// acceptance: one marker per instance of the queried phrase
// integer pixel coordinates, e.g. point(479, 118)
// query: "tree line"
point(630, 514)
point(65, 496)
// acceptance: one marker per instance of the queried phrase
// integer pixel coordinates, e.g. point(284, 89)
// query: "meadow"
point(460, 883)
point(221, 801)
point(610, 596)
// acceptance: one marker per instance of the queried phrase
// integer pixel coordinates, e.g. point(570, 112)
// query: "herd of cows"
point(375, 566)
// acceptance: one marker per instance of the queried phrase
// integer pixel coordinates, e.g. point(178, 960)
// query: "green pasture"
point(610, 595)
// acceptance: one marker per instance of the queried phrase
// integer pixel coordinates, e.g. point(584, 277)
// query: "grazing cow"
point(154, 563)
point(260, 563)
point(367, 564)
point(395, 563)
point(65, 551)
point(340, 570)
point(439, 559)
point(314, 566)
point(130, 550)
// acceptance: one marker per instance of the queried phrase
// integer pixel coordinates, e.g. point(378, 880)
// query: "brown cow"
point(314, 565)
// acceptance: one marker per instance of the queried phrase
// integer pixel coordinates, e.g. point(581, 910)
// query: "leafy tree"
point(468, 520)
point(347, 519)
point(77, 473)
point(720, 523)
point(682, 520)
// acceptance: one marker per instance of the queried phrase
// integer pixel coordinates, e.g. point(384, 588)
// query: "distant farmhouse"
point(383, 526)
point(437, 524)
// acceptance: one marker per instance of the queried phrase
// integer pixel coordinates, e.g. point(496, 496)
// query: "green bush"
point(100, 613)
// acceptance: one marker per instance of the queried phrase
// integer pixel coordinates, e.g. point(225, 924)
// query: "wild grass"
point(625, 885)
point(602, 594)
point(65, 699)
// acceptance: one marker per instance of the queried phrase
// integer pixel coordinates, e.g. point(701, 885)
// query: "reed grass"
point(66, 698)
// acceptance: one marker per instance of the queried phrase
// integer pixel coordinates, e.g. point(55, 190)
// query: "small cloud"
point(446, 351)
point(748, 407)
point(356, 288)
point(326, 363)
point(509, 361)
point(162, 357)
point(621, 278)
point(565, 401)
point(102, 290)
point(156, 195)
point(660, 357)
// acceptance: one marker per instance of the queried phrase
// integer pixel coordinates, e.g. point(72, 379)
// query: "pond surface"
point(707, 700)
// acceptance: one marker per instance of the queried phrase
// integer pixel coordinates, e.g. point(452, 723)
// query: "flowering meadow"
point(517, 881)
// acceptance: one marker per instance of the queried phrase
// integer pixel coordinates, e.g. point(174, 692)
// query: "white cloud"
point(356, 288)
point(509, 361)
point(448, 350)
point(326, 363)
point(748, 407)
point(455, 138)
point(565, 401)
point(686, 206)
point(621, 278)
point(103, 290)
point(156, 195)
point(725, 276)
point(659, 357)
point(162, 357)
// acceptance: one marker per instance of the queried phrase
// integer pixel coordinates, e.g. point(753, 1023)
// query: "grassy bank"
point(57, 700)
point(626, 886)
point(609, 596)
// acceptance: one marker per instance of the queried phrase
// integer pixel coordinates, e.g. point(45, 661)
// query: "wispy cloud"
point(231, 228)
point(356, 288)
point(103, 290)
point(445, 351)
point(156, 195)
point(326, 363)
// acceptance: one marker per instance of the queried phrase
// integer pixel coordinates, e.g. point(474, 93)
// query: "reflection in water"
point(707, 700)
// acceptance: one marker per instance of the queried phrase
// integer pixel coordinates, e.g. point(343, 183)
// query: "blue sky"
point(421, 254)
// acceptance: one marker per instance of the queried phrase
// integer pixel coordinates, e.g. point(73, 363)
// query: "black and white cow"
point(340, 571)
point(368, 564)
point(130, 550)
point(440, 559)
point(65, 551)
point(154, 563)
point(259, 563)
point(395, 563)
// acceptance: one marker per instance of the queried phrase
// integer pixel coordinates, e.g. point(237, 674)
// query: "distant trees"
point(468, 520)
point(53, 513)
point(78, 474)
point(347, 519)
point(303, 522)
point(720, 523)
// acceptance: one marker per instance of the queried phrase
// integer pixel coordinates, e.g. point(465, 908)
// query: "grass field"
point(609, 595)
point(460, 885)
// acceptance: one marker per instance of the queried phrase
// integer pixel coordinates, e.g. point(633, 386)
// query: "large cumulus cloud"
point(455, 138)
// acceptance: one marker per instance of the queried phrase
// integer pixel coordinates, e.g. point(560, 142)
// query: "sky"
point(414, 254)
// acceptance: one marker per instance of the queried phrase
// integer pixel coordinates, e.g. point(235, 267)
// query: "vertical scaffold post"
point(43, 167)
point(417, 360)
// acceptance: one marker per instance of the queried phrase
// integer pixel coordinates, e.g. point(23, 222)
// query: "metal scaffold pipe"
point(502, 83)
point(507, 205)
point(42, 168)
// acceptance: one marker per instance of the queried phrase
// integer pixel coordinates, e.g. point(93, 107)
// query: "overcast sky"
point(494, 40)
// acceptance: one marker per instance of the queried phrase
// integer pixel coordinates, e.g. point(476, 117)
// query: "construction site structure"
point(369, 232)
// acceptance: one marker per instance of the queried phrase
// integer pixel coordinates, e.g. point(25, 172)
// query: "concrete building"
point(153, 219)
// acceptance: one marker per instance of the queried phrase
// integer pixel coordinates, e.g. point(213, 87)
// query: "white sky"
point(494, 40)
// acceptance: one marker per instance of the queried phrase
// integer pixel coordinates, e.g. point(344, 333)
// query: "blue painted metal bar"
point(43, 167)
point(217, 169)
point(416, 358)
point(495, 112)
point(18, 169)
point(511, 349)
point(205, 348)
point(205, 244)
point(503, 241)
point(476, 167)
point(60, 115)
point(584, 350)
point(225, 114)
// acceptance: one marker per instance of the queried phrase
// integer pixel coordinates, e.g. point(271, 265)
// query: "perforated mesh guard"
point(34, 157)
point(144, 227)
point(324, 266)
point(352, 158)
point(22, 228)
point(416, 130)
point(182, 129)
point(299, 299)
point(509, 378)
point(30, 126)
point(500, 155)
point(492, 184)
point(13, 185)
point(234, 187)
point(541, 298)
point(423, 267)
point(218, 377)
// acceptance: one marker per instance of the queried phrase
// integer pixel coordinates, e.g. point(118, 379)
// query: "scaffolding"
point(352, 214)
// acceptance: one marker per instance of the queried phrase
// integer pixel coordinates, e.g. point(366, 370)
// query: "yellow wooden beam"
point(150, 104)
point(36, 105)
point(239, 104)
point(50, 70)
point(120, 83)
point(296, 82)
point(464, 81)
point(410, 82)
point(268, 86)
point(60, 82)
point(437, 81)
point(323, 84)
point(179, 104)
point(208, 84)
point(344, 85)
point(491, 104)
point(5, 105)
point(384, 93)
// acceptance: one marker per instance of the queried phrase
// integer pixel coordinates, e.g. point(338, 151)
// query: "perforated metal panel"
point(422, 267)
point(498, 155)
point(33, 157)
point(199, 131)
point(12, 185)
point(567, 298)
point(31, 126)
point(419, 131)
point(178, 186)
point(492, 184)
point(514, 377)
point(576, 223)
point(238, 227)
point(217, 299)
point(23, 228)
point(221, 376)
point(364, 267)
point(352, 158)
####################
* Instruction *
Reproduce the data in full, exactly as presented.

* Finished exercise *
// acceptance: one marker per instance of the queried phrase
// integer pixel coordinates, e.g. point(479, 118)
// query: "tree line"
point(630, 514)
point(65, 496)
// acceptance: one marker per instance of the queried phrase
// integer pixel coordinates, e.g. point(284, 89)
// query: "meadow"
point(460, 883)
point(221, 801)
point(610, 596)
// acceptance: one marker per instance of the queried phrase
// integer pixel coordinates, e.g. point(570, 112)
// query: "herd of cows"
point(375, 566)
// acceptance: one marker per instance of the queried phrase
// integer pixel coordinates, e.g. point(178, 960)
// query: "green pasture"
point(610, 595)
// acceptance: one marker per instance of the queried phrase
// integer pixel coordinates, e.g. point(584, 277)
// query: "grazing cow"
point(154, 563)
point(260, 563)
point(367, 564)
point(395, 563)
point(65, 551)
point(340, 570)
point(439, 559)
point(314, 566)
point(130, 550)
// acceptance: one marker per instance of the queried phrase
// integer pixel coordinates, e.g. point(378, 880)
// query: "brown cow"
point(314, 565)
// acceptance: one marker per instance of the queried phrase
// integer pixel coordinates, e.g. point(581, 910)
// query: "leafy tree"
point(468, 520)
point(347, 519)
point(77, 473)
point(720, 523)
point(682, 520)
// acceptance: one marker per instance of the queried phrase
// integer pixel coordinates, e.g. point(384, 588)
// query: "distant farmhouse"
point(383, 526)
point(437, 524)
// acceptance: one marker per instance of the queried phrase
// integer pixel coordinates, e.g. point(496, 496)
// query: "green bush"
point(100, 613)
// acceptance: one marker per instance of the queried phrase
// integer pixel coordinates, e.g. point(225, 924)
// query: "wild grass"
point(625, 885)
point(602, 594)
point(65, 699)
// acceptance: one marker per instance of the queried phrase
// integer pixel coordinates, e.g. point(701, 885)
// query: "reed grass"
point(66, 698)
// acceptance: one marker per instance of the queried phrase
// integer pixel coordinates, e.g. point(55, 190)
// query: "small cloud"
point(446, 351)
point(748, 407)
point(356, 288)
point(326, 363)
point(509, 361)
point(162, 357)
point(621, 278)
point(565, 401)
point(102, 290)
point(156, 195)
point(660, 357)
// acceptance: one marker per instance of the queried phrase
// integer pixel coordinates, e.g. point(72, 379)
// query: "pond surface"
point(707, 700)
// acceptance: one marker per instance of the queried phrase
// integer pixel coordinates, e.g. point(452, 723)
// query: "flowering meadow"
point(517, 881)
// acceptance: one marker per instance of the queried phrase
// integer pixel coordinates, e.g. point(174, 692)
// query: "white cloud"
point(356, 288)
point(509, 361)
point(448, 350)
point(326, 363)
point(748, 407)
point(455, 138)
point(565, 401)
point(686, 206)
point(621, 278)
point(103, 290)
point(156, 195)
point(725, 276)
point(659, 357)
point(162, 357)
// acceptance: one marker per instance of the queried phrase
// integer pixel coordinates, e.g. point(753, 1023)
// query: "grassy bank"
point(57, 700)
point(626, 886)
point(609, 596)
// acceptance: one marker per instance of the queried phrase
// integer pixel coordinates, e.g. point(45, 661)
// query: "wispy cloud"
point(231, 228)
point(356, 288)
point(103, 290)
point(445, 351)
point(156, 195)
point(326, 363)
// acceptance: one marker per instance of the queried phrase
// integer pixel coordinates, e.g. point(474, 93)
// query: "reflection in water"
point(707, 700)
// acceptance: one marker per instance of the queried phrase
// integer pixel coordinates, e.g. point(343, 183)
// query: "blue sky"
point(421, 254)
// acceptance: one marker per instance of the queried phrase
// integer pixel coordinates, e.g. point(73, 363)
// query: "black and white cow"
point(340, 571)
point(368, 564)
point(130, 550)
point(440, 559)
point(65, 551)
point(154, 563)
point(259, 563)
point(395, 563)
// acceptance: one marker per instance of the queried phrase
// integer pixel coordinates, e.g. point(237, 674)
// query: "distant trees"
point(468, 520)
point(53, 513)
point(78, 474)
point(347, 519)
point(303, 522)
point(720, 523)
// acceptance: one marker per instance of the queried phrase
// integer pixel coordinates, e.g. point(465, 908)
// query: "grass field"
point(609, 595)
point(460, 885)
// acceptance: one marker per instance of the queried phrase
// integer pixel coordinates, e.g. point(633, 386)
// query: "large cumulus cloud"
point(455, 138)
// acceptance: one marker per instance of the queried phrase
// integer pixel coordinates, e.g. point(560, 142)
// query: "sky"
point(414, 254)
// acceptance: one marker per instance of the queried phrase
// integer pixel coordinates, e.g. point(235, 267)
// query: "vertical scaffold post"
point(43, 167)
point(417, 360)
// acceptance: one marker per instance of the queried phrase
// integer pixel coordinates, e.g. point(23, 222)
// query: "metal scaffold pipe"
point(502, 83)
point(507, 205)
point(42, 168)
// acceptance: one marker per instance of the queried phrase
// integer pixel coordinates, e.g. point(93, 107)
// query: "overcast sky"
point(494, 40)
// acceptance: one marker per instance of the queried phrase
// integer pixel coordinates, e.g. point(476, 117)
// query: "construction site structure"
point(369, 232)
// acceptance: one marker per instance of the queried phrase
// integer pixel coordinates, e.g. point(25, 172)
// query: "concrete building"
point(153, 219)
// acceptance: one marker per instance of the queried phrase
// integer pixel coordinates, e.g. point(213, 87)
// query: "white sky"
point(494, 40)
// acceptance: one marker per instance of the queried phrase
// integer pixel coordinates, e.g. point(344, 333)
// query: "blue painted metal bar"
point(43, 167)
point(217, 169)
point(416, 358)
point(495, 112)
point(18, 169)
point(511, 349)
point(205, 348)
point(205, 244)
point(503, 241)
point(476, 167)
point(60, 115)
point(584, 350)
point(225, 114)
// acceptance: one marker per instance of the queried phrase
// integer pixel coordinates, e.g. point(271, 265)
// query: "perforated mesh guard"
point(34, 157)
point(144, 227)
point(324, 266)
point(352, 158)
point(22, 228)
point(416, 130)
point(182, 129)
point(299, 299)
point(509, 378)
point(30, 126)
point(500, 155)
point(492, 184)
point(13, 185)
point(234, 187)
point(541, 298)
point(423, 267)
point(218, 377)
// acceptance: one marker per instance of the queried phrase
// integer pixel coordinates, e.g. point(118, 379)
// query: "scaffolding"
point(352, 214)
// acceptance: one marker per instance of the queried phrase
// integer pixel coordinates, e.g. point(366, 370)
// query: "yellow wooden beam"
point(150, 104)
point(36, 105)
point(239, 104)
point(50, 70)
point(120, 83)
point(296, 82)
point(464, 81)
point(410, 82)
point(268, 86)
point(60, 82)
point(437, 81)
point(323, 84)
point(179, 104)
point(208, 84)
point(344, 85)
point(491, 104)
point(5, 105)
point(384, 93)
// acceptance: one marker per instance of the queried phrase
// integer pixel coordinates, e.g. point(338, 151)
// query: "perforated metal panel"
point(422, 267)
point(498, 155)
point(33, 157)
point(199, 131)
point(12, 185)
point(567, 298)
point(31, 126)
point(419, 131)
point(178, 186)
point(492, 184)
point(514, 377)
point(576, 223)
point(238, 227)
point(217, 299)
point(23, 228)
point(221, 376)
point(364, 267)
point(352, 158)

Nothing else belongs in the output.